* _WHAT YOU WILL DO_:
a – Reproduce the passage of the blog post on bowl games between "You feel like" and "complimentary about it.", inclusive.
b – Answer these questions using the blog post on bowl games.
(i) About how many police on motorcycles escorted Clemson's caravan to and from Orange Bowl practice?
(ii) Who did the reporting that the post praises, and for which outlet?
(iii) What did two tickets for the school president to the BCS title game cost?

"All the news that's fit to link"

"All the news that's fit to link"
"All the news that's fit to link"

Wednesday, April 25, 2012

The bowls runneth over


At every bowl I've ever been to, you always hear the coaches and players talk about how well they're treated.

The bowls tend to roll out the red carpet to make the participants feel special. Just last January, it was an amazing sight watching Clemson's caravan go to and from Orange Bowl practice with an escort of something like 343 police on motorcycles, blaring sirens and all.

You feel like a king if you're a coach or player, but if you're an athletics director or bean counter you're probably a little queasy watching the process unfold. Because you know this royal scam, er, treatment comes at a high cost.

When you read this piece of excellent reporting by Dan Wetzel from Yahoo/Rivals, you begin to understand why all the bowl executives are always smiling as if they're on some sort of drug.

Because, well, they are on some sort of drug. It's called money. Loads and loads of it.

Check this out:

Officially the document carries the label "2012 BCS Complimentary Tickets," but for LSU it looks more like the StubHub order from hell, nothing complimentary about it.

Two tickets for the school president to the BCS title game? That's $700. Four for the chancellor? That's $1,400. Les Miles' family? Three-fifty a pop. On and on it goes.

One of the dirty secrets of many bowl games is that almost nothing is cheap. The industry, in this case represented by Sugar Bowl Inc., long ago learned how to squeeze every last penny out of college football. That includes charging even the stars of the show exorbitant prices for tickets.

Records from a dataset:

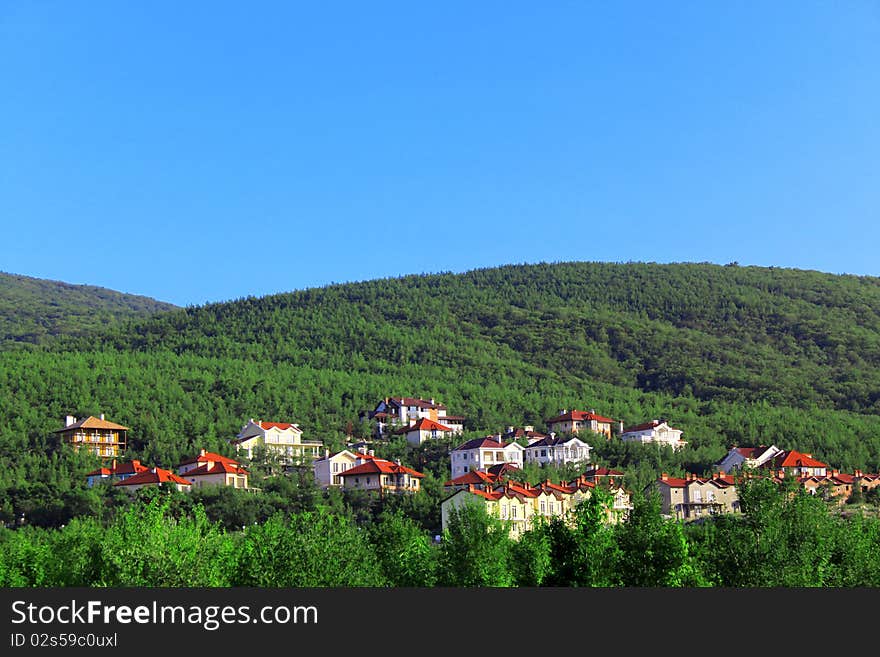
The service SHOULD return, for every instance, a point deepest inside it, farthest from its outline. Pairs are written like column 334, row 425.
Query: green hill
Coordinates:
column 33, row 310
column 731, row 355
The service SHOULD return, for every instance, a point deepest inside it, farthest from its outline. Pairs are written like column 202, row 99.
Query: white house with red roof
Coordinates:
column 116, row 472
column 381, row 475
column 484, row 453
column 738, row 458
column 656, row 431
column 576, row 421
column 154, row 477
column 209, row 468
column 284, row 439
column 557, row 450
column 405, row 411
column 424, row 429
column 328, row 468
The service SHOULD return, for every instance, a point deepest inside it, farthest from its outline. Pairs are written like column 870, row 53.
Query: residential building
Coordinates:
column 154, row 477
column 283, row 439
column 482, row 453
column 328, row 468
column 795, row 464
column 654, row 432
column 404, row 411
column 577, row 421
column 100, row 436
column 116, row 472
column 557, row 450
column 691, row 497
column 423, row 429
column 209, row 468
column 381, row 475
column 738, row 458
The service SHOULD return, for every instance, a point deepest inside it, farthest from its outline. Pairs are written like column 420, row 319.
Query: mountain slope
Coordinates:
column 33, row 310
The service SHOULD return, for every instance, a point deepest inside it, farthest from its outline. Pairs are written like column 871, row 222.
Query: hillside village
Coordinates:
column 482, row 470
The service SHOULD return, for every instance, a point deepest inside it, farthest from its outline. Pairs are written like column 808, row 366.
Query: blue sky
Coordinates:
column 206, row 151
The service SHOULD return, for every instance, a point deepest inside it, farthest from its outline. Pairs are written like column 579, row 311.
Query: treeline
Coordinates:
column 786, row 538
column 35, row 311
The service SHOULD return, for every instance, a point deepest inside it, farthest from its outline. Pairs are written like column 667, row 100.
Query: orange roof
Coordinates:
column 215, row 468
column 276, row 425
column 424, row 424
column 579, row 416
column 153, row 476
column 204, row 457
column 92, row 423
column 129, row 467
column 380, row 466
column 794, row 459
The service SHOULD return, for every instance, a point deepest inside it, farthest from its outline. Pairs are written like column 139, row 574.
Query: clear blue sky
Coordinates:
column 205, row 151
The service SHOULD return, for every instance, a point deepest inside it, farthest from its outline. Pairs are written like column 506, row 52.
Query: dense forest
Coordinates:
column 729, row 354
column 34, row 310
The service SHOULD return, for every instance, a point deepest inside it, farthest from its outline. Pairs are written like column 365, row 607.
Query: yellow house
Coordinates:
column 101, row 437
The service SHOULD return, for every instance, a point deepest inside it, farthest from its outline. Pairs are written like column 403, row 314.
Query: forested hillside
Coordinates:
column 731, row 354
column 33, row 310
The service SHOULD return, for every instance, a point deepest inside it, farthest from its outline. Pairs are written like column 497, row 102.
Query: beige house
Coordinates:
column 691, row 497
column 577, row 421
column 97, row 435
column 209, row 468
column 284, row 439
column 654, row 432
column 328, row 468
column 154, row 477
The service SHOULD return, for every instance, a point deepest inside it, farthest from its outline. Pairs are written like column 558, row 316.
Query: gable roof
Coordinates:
column 423, row 424
column 380, row 466
column 488, row 442
column 579, row 416
column 92, row 423
column 795, row 459
column 128, row 467
column 204, row 457
column 153, row 476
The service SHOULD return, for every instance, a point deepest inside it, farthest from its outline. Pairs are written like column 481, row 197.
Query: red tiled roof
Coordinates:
column 92, row 423
column 380, row 466
column 128, row 467
column 423, row 424
column 580, row 416
column 472, row 477
column 794, row 459
column 153, row 476
column 475, row 443
column 284, row 426
column 215, row 468
column 209, row 456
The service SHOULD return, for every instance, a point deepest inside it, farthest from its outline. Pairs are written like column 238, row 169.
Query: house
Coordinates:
column 116, row 472
column 597, row 474
column 792, row 463
column 100, row 436
column 482, row 453
column 738, row 458
column 154, row 477
column 576, row 421
column 527, row 432
column 381, row 475
column 328, row 468
column 656, row 431
column 690, row 497
column 557, row 450
column 209, row 468
column 283, row 439
column 404, row 411
column 423, row 429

* _ANSWERS PROVIDED_:
a –
You feel like a king if you're a coach or player, but if you're an athletics director or bean counter you're probably a little queasy watching the process unfold. Because you know this royal scam, er, treatment comes at a high cost.

When you read this piece of excellent reporting by Dan Wetzel from Yahoo/Rivals, you begin to understand why all the bowl executives are always smiling as if they're on some sort of drug.

Because, well, they are on some sort of drug. It's called money. Loads and loads of it.

Check this out:

Officially the document carries the label "2012 BCS Complimentary Tickets," but for LSU it looks more like the StubHub order from hell, nothing complimentary about it.

b –
(i) Something like 343.
(ii) Dan Wetzel, from Yahoo/Rivals.
(iii) $700.